Photo object pointing entries:
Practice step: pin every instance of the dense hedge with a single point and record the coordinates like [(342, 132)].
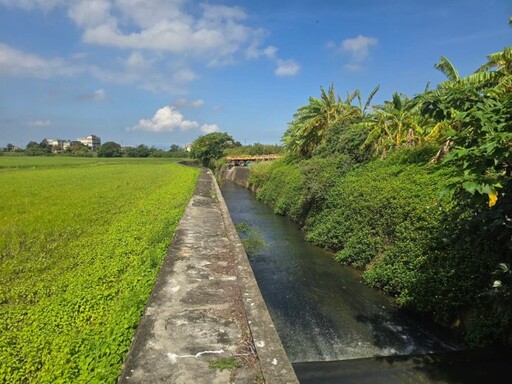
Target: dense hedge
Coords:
[(388, 218)]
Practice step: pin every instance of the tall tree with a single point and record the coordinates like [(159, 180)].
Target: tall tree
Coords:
[(211, 146), (394, 124)]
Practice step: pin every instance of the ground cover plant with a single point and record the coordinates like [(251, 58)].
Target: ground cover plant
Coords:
[(414, 191), (80, 247)]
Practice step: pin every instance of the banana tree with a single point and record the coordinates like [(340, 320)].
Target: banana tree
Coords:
[(394, 124)]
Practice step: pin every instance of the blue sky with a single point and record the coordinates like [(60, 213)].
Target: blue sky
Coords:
[(162, 72)]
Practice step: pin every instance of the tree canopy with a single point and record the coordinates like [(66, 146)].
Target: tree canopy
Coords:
[(211, 146)]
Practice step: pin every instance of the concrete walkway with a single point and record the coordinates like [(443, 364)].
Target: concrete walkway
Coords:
[(206, 310)]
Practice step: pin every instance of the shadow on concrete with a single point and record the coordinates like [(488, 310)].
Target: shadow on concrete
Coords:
[(477, 366)]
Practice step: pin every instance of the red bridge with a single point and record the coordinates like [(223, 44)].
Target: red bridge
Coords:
[(246, 159)]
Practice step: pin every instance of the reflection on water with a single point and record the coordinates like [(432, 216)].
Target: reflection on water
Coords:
[(322, 310)]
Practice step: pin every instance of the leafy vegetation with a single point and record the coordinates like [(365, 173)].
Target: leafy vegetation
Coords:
[(415, 191), (80, 246), (108, 149), (210, 147)]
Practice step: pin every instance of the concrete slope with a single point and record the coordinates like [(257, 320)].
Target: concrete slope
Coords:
[(195, 322)]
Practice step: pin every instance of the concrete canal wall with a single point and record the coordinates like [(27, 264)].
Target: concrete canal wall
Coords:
[(206, 308)]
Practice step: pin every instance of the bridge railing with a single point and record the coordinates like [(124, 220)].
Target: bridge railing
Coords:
[(244, 159)]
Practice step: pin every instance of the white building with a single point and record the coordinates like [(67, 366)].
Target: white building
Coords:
[(91, 141)]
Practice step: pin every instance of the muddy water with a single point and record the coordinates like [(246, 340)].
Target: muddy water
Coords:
[(322, 311)]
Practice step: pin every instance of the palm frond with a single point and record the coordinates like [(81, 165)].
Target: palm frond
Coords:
[(447, 68)]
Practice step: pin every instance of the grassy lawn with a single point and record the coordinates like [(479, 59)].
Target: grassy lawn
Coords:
[(81, 242)]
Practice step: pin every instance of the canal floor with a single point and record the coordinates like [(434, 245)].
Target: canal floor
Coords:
[(337, 330)]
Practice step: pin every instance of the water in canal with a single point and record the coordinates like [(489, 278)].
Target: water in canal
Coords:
[(322, 311)]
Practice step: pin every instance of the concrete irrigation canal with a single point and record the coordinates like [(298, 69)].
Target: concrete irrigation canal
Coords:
[(285, 314)]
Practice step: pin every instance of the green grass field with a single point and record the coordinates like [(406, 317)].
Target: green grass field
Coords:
[(81, 242)]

_Task brief_
Please arrange all the entries above as a JSON list of strings, with one string for each line and no blank lines. Leave the pictures out of the answer.

_The reply_
[
  "Practice step: pin every instance of the dense hedge with a single point and record the coordinates like [(342, 132)].",
  "Target: dense hedge",
  "Coords:",
  "[(388, 218)]",
  "Practice step: pin every instance of the tall tree with a single point and record the coordinates like [(159, 180)].",
  "Target: tall tree",
  "Coords:",
  "[(211, 146), (394, 124)]",
  "Practice step: pin every instance of the ground cover plant with a single point and record the coordinates like [(251, 58)].",
  "Target: ground cover plant",
  "Coords:",
  "[(414, 191), (80, 247)]",
  "Practice step: pin every instance of the banana tree with a single point and record the coordinates like [(340, 320)].",
  "Target: banana tree",
  "Coords:",
  "[(394, 124)]",
  "Practice step: pin every instance of the blue sky with a single point and record the coordinates like [(60, 213)].",
  "Target: blue sky",
  "Coords:",
  "[(162, 72)]",
  "Practice step: pin every instance of the tree canopy with a single point and record the coordinates like [(66, 146)].",
  "Target: tree canopy",
  "Coords:",
  "[(211, 146)]",
  "Practice step: pin every instance of the concrete walkway with a single point and record the coordinates like [(443, 364)].",
  "Target: concrete walkway",
  "Coords:",
  "[(206, 310)]",
  "Practice step: pin every instance of the shadow on concrete with a single point and record the coordinates like [(488, 310)].",
  "Target: shadow on concrete",
  "Coords:",
  "[(477, 366)]",
  "Practice step: pin every instance of the red bridge with a single point and record the coordinates like [(223, 44)].",
  "Target: red bridge",
  "Coords:",
  "[(246, 159)]",
  "Practice step: pin every instance of the reflection on water with a single point and record the coordinates like [(432, 216)].",
  "Target: reflection on water",
  "Coords:",
  "[(322, 310)]",
  "Practice step: pin every instance of the leafy vegetation with a single point and record the coordinates like [(365, 173)].",
  "Target: leafy vegetation",
  "Coords:",
  "[(415, 191), (80, 246), (108, 149), (210, 147)]",
  "Practice step: pin every instance of the concrete slope with a single point and record the coordinates like [(257, 320)].",
  "Target: concrete slope",
  "Coords:",
  "[(195, 322)]",
  "Practice step: pin every instance of the concrete canal wall with a single point and record the coordinates like [(27, 264)].",
  "Target: concrete canal wall",
  "Coords:",
  "[(206, 308)]",
  "Practice step: pin every instance of the bridge railing with a single point and record the coordinates like [(124, 220)].",
  "Target: bridge railing",
  "Coords:",
  "[(244, 159)]",
  "Practice step: pin every instance of the white building with a single point and record the coordinates like [(67, 366)].",
  "Target: white building",
  "Coords:",
  "[(91, 141)]",
  "Practice step: pin every instance of the muddy water with a single point and record the coordinates like [(246, 340)].",
  "Target: muddy water",
  "Coords:",
  "[(322, 311)]",
  "Practice step: pin every instance of the palm frond with a single point and record the coordinates like [(81, 165)].",
  "Target: palm frond",
  "Coords:",
  "[(447, 68)]",
  "Practice step: pin every instance of the grassy lawn with a single point and record the coordinates like [(479, 59)].",
  "Target: grassy lawn",
  "Coords:",
  "[(81, 242)]",
  "Practice step: pin every instance of the canal floor with a single point and record the coordinates like [(434, 245)].",
  "Target: canal floor",
  "Coords:",
  "[(337, 330)]",
  "Practice step: pin every instance of the water in canal with a single point and record the coordinates like [(489, 278)].",
  "Target: water in canal",
  "Coords:",
  "[(322, 311)]",
  "Practice step: pin every instance of the concrete irrigation canal with a single point and record the coordinates like [(298, 69)].",
  "Target: concrete irrigation canal",
  "Coords:",
  "[(285, 314)]",
  "Practice step: pin every instance of the green grass field with a single point and record the coordinates like [(406, 317)].",
  "Target: green grass field",
  "Coords:",
  "[(81, 242)]"
]